• **Page**
Movies I Watched in October, Part 3

It's already December (!) so I figure I'd better finish the recap for October (!). Hang onto your hats, gang -- this one's going to be quick!

This movie was on the same Bela Lugosi/Boris Karloff set that included Bela's oddball semi-sequel to "I Walked with A Zombie" (read the write-up here). This musical comedy, dating from 1940, isn't quite as strange, but it is just as oddly enjoyable. Though it co-stars both Bela and Boris (plus Peter Lorre), it's really a vehicle for once-huge-now-forgotten bandleader and radio star Kay Kyser. The plot is your standard "weekend in a mansion with a killer on the loose," but there are plenty of fun elements to liven things up, including Lugosi as a fake medium, Karloff and Lorre as badguys pretending to be good guys, Kay Kyser's amusing dated comedy (and admittedly entertaining music) and plenty of secret passages, trap doors and hidden chambers. (Old movie fans will want to keep an eye out for the scene in the basement lab, where models from the original "King Kong" are used as set decorations -- including some insects from the famously deleted scene.) I say this about a lot of movies I watch, but they really don't make 'em like this anymore. That's a damned shame.


I'd heard good things regarding this drama/thriller about a couple who attend a dinner party in Los Angeles only to discover that it's all (probably) a set-up to get them to join some sort of cult. It's not bad, exactly, but it just didn't have that building intensity I was looking for, and the solid cast -- including the great John Carroll Lynch -- wasn't given much interesting to do. It ends in a surprisingly violent manner that hints at some sort of apocalyptic development, but "The Invitation" never felt like it got there in any sensible way, and instead kept upping the stakes (and the violence) whenever the movie needed a jolt of energy.

• **Records supplied**
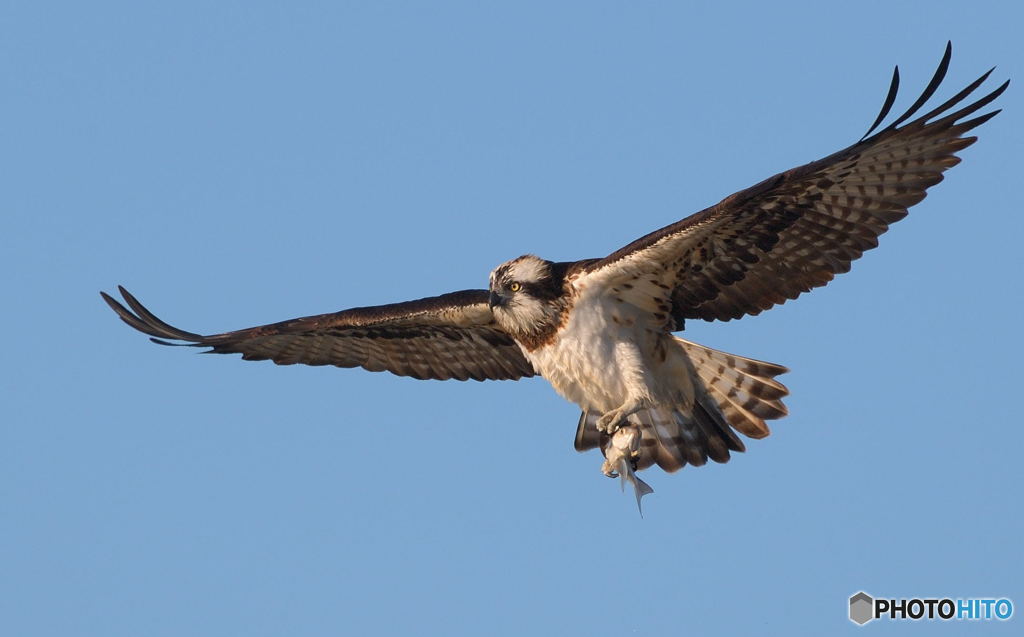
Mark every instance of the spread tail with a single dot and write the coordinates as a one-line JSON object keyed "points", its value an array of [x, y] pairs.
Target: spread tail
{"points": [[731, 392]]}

---

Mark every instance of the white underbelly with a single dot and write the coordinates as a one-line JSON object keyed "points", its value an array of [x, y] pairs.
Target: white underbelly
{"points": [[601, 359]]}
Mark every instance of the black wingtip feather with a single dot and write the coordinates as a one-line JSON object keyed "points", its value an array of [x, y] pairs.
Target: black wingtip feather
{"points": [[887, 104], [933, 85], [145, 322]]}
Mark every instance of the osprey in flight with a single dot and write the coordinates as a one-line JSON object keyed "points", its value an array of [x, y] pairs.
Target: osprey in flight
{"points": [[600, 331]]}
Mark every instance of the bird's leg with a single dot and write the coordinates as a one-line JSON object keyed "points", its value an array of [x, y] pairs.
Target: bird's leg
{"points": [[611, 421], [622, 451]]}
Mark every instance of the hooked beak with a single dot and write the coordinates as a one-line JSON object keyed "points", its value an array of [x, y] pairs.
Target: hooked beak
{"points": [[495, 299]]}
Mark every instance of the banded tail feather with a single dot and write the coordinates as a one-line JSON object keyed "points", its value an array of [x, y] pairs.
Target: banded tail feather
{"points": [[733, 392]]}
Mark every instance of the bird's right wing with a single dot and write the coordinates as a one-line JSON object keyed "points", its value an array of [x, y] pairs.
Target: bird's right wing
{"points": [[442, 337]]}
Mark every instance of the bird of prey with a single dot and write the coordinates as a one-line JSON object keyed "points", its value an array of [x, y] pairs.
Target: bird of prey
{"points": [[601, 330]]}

• **Problem set**
[1] From the October movie recap, write out the stretch from "Movies I Watched" through "to be quick!".
[2] Condense the paragraph of the October movie recap that begins "I'd heard good things regarding this drama/thriller" into a shorter version that keeps its main points.
[3] Extend the October movie recap beyond its final sentence.

• **Solved problems**
[1]
Movies I Watched in October, Part 3

It's already December (!) so I figure I'd better finish the recap for October (!). Hang onto your hats, gang -- this one's going to be quick!

[2] "The Invitation" came with good word of mouth. It's a drama/thriller about a couple at a Los Angeles dinner party that is (probably) a set-up to draw them into a cult. It isn't bad, but it lacks building intensity, and its solid cast, including John Carroll Lynch, gets little interesting to do. The surprisingly violent ending hints at something apocalyptic, yet the film never reaches it in a sensible way. Instead it keeps raising the stakes and the violence whenever it needs a jolt of energy.

[3]
I've seen this Roger Corman comedy more times than I can count, starting on "Big Chuck and Little John," the Friday night monster movie show I watched as a kid, and continuing to the current day, when I try to catch it every time it airs on TCM. And though I've always loved it, I don't think I realized just how truly great a comedy it was until this most recent viewing. If you know anything about this movie, you probably know it was produced for virtually no movie in just a few days, and you've probably seen the big budget musical remake. I'm here to tell you that none of that matters. Sure, "Little Shop of Horrors" was cheaply made and looks it, but that aesthetic perfectly fits this tale of a schhlemiel who works in a Skid Row flower shop and accidentally breeds a carnivorous plant. And though the musical is a lot of fun, for my money it's not nearly as witty as this original model, which manages to include at least a half-dozen memorable supporting characters, that famous trip to the dentist where a young Jack Nicholson plays a masochist who gleefully reads PAIN magazine, one of the most memorable movie monsters since the Universal glory days, a dead-on "Dragnet" parody (complete with door knock that mimics the "Dragnet" theme song) and sequences of truly fascinating vintage late-night Los Angeles cinematography. Plus, giving credit where credit is due, as florist Gravis Mushnick, Mel Welles gives one of my favorite comedic performances, making with the Yiddish wisecracks and endless malapropisms. It's a truly great film, deserving a spot on the all-time great comedies. If you've never seen it, by all means check it out -- as a bonus, it accomplishes all that in a mere 72 minutes.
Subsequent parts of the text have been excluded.